**Énoncé**: Rédigez la suite du texte juridique consacré au prêt accordé à l'actionnaire, en partant de sa dernière phrase.

Les différentes conditions permettant d’admettre une prestation appréciable en argent à l’actionnaire n’étaient pas réalisées. Le contribuable n’était pas dans une situation financière précaire en 2013 et possédait des revenus réguliers suffisants pour faire face au paiement des intérêts. La société avait financé le prêt à l’aide de fonds propres qui représentaient le 74 % du bilan au 31 décembre 2013 : ce prêt ne la mettait donc pas en péril.

Ainsi que B______ l’avait déjà indiqué à l’AFC-GE dans le cadre de sa propre taxation, le prêt avait été accordé au contribuable pour financer l’acquisition à terme du 50 % des actions de la société B______ détenues par un autre actionnaire sortant, Monsieur C______, avec un transfert de la totalité des titres dans les dix jours suivant le paiement de la dernière tranche. Le prêt était inscrit dans les livres de B______. Ce contrat, conclu le 9 mai 2011, était bien réel et conforme au droit.

Le prêt consenti à l’actionnaire existait déjà à la clôture de l’exercice commercial 2012. Or, ni la société B______, ni le recourant n’avaient fait l’objet d’un redressement pour cet exercice fiscal. À cette occasion, s’agissant du contribuable, le prêt avait été admis comme déductible de sa fortune et les intérêts avaient été normalement déduits de son revenu imposable. Selon la jurisprudence, pour être tenu pour fictif le prêt devait l’être depuis l’origine. Il ne pouvait y avoir apparition d’une prestation appréciable en argent ultérieurement à l’octroi du prêt que lorsque le pourvoyeur du crédit envisageait et procédait après coup à l’amortissement de sa créance envers l’emprunteur, afin de lui permettre d’assainir sa situation. Ce n’était qu’au moment d’un tel amortissement que pouvait être retenue l’existence d’une prestation appréciable en argent.

Avec son recours, le contribuable a produit une copie du contrat de cession d’actions. Le contribuable et B______ y figuraient comme acquéreurs et l’autre actionnaire comme vendeur.

**Liste**:
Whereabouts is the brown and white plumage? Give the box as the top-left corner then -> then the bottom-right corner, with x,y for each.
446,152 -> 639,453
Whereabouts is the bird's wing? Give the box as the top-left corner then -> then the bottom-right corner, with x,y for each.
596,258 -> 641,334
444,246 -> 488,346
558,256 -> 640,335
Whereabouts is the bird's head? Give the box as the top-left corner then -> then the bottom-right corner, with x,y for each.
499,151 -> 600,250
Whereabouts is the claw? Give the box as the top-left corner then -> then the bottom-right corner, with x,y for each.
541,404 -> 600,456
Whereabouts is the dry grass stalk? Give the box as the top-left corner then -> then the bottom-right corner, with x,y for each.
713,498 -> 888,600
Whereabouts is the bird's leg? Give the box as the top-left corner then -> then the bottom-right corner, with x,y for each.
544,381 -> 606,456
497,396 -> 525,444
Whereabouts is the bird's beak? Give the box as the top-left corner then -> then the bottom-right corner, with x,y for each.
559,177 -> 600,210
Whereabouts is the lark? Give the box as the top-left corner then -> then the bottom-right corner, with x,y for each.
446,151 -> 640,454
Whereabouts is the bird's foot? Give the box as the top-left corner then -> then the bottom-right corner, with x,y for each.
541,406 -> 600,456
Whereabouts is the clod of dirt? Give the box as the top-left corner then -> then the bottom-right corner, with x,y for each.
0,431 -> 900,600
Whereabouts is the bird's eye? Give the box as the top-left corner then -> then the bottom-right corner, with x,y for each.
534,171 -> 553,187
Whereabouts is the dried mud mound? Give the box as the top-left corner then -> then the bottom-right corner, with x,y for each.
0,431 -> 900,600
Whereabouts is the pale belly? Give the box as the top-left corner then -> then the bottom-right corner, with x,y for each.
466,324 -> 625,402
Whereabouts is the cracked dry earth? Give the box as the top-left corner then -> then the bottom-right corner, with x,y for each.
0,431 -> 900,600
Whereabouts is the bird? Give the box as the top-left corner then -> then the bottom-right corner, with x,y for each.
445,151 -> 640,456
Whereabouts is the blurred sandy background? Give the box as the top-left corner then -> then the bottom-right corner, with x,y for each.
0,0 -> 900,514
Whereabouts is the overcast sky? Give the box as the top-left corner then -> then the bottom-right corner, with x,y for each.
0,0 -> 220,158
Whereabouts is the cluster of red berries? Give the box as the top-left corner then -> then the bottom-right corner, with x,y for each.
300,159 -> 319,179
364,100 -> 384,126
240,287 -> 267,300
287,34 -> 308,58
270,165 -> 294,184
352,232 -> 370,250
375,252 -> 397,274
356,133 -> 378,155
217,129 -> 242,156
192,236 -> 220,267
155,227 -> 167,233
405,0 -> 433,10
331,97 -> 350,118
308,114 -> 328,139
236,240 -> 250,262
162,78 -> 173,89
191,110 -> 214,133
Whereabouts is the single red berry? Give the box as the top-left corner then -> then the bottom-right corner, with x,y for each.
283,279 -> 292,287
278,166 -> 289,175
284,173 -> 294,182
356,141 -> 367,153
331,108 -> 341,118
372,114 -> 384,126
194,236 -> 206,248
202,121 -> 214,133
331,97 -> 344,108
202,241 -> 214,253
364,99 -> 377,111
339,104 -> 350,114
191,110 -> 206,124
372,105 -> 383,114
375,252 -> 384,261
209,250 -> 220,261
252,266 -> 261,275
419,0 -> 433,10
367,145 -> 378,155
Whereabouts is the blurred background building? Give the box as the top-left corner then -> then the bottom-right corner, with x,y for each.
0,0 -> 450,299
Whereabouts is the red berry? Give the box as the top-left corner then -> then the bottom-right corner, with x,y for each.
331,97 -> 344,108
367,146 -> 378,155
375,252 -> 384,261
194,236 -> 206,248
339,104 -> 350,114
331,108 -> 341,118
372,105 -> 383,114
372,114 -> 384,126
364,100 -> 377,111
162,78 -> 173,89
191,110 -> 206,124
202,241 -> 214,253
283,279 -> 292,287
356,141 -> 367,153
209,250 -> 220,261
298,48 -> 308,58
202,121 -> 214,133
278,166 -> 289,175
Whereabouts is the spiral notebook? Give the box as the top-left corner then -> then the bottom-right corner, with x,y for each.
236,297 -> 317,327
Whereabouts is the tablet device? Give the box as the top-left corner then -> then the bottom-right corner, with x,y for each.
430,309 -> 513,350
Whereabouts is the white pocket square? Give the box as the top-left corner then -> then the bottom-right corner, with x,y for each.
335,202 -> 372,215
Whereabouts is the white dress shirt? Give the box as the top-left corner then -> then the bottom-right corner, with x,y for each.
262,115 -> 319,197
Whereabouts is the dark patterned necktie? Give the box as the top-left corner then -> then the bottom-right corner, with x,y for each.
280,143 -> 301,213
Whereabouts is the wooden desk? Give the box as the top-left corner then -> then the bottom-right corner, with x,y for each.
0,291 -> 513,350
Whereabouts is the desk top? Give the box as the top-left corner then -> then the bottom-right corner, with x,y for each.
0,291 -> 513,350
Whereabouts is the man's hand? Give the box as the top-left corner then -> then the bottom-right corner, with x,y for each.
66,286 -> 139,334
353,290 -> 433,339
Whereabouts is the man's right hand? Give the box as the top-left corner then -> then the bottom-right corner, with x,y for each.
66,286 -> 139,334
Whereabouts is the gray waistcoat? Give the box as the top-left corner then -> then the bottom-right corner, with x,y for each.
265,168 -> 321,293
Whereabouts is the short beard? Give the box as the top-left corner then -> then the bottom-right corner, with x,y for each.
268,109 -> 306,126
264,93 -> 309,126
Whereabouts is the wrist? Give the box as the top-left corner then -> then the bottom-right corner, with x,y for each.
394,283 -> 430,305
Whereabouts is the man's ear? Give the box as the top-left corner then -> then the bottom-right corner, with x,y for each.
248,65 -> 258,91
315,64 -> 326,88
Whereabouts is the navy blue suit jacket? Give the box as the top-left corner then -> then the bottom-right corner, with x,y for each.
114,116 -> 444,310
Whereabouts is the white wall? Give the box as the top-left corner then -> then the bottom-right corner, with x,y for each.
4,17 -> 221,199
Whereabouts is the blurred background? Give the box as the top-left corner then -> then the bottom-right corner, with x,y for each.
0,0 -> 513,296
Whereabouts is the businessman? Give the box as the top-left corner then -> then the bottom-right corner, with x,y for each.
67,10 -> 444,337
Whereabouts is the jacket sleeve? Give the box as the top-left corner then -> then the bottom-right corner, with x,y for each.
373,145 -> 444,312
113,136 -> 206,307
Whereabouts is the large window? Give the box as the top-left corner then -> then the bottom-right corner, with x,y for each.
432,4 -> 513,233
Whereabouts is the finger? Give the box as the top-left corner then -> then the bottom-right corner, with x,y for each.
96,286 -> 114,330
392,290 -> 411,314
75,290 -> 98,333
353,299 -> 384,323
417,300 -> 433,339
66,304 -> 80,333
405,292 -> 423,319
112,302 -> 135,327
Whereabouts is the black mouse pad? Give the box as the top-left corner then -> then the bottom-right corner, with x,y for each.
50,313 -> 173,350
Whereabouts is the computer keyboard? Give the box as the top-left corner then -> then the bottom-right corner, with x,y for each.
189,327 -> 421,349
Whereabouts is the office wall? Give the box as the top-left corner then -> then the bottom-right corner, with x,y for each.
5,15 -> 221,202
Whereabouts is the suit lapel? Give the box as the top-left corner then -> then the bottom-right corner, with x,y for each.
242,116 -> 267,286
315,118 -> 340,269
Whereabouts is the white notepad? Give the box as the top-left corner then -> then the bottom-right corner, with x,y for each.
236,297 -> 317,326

**Corrigé**:
Le préambule du contrat de cession d’actions rappelait que MM. C______ et A______ étaient tous deux détenteurs du capital-actions de B______, mais étaient en conflit. Dès lors, le contribuable et la société rachetaient au vendeur sa part du capital-actions pour un prix de CHF 380'000.- dont le paiement devait intervenir par tranches entre le 20 mai 2011 et le 31 décembre 2014. Les actions cédées devenaient la propriété des acheteurs dès l’instant du paiement au prorata de celui-ci, mais le vendeur avait droit de les détenir en gage jusqu’à complète exécution. La remise du certificat d’actions aux acheteurs devait intervenir dans les dix jours suivants le dernier versement, soit au plus tard le 10 janvier 2015. Le contrat de cession faisait référence à un procès-verbal de conciliation du 1er avril 2011 dont l’objet était de mettre fin à un litige entre les parties dont l’enjeu était la dissolution de B______.

Avec son recours, le contribuable a également transmis une copie de la déclaration fiscale 2012 de B______ dans laquelle figurait déjà une créance vis-à-vis d’un actionnaire de CHF 104'437.- et un rendement comptabilisé de CHF 842.-.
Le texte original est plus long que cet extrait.